> Exercise prompt
Can you arrange every line of the entries below as a JSON list of strings, one string per line, with blank lines skipped? Leave the picture out of your answer.

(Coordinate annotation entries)
★ ★ ★ ★
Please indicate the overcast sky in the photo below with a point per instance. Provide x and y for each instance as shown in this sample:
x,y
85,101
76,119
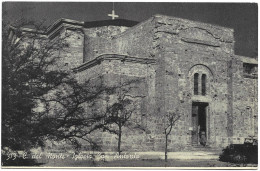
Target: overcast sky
x,y
242,17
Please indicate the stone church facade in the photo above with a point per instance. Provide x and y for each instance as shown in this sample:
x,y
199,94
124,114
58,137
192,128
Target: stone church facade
x,y
186,66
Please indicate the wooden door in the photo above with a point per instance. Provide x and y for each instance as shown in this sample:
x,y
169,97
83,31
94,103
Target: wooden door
x,y
194,138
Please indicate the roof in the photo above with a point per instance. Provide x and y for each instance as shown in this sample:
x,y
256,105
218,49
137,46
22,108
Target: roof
x,y
117,22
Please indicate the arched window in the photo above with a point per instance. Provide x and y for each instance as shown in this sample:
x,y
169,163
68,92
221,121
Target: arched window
x,y
196,84
203,84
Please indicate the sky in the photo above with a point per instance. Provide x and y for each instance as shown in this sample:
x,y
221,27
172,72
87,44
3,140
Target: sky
★ ★ ★ ★
> Answer below
[
  "Please indicate the overcast sky in the photo below with a point per instance. Provide x and y for each instance as shown in this sample:",
  "x,y",
  "85,101",
  "76,119",
  "Target: overcast sky",
  "x,y",
  "242,17",
  "Please indicate the stone church facade in the photo above with a point per instance. Provide x and y for each instance as shown in this sample:",
  "x,y",
  "199,94",
  "124,114",
  "58,137",
  "192,128",
  "Target: stone church facade",
  "x,y",
  "186,66",
  "Please indicate the wooden door in the photo above with a point per instance. Provide x and y for each instance as shown in this sample:",
  "x,y",
  "169,97",
  "83,31",
  "94,103",
  "Target: wooden door",
  "x,y",
  "194,138",
  "Please indicate the roof in the photo above with a point per instance. Provide x and y for each instance as shown in this sample:",
  "x,y",
  "256,105",
  "218,49",
  "137,46",
  "22,108",
  "Target: roof",
  "x,y",
  "117,22",
  "Please indicate the arched window in the photo above with a point per instance. Provide x and y for each instance as shown in this sample:",
  "x,y",
  "169,163",
  "68,92",
  "221,121",
  "Target: arched window",
  "x,y",
  "196,84",
  "203,84",
  "Please indicate the sky in the photo above with a point per instance. Provide x and y for each instance as shown in this sample:",
  "x,y",
  "221,27",
  "172,72",
  "87,44",
  "3,140",
  "Target: sky"
]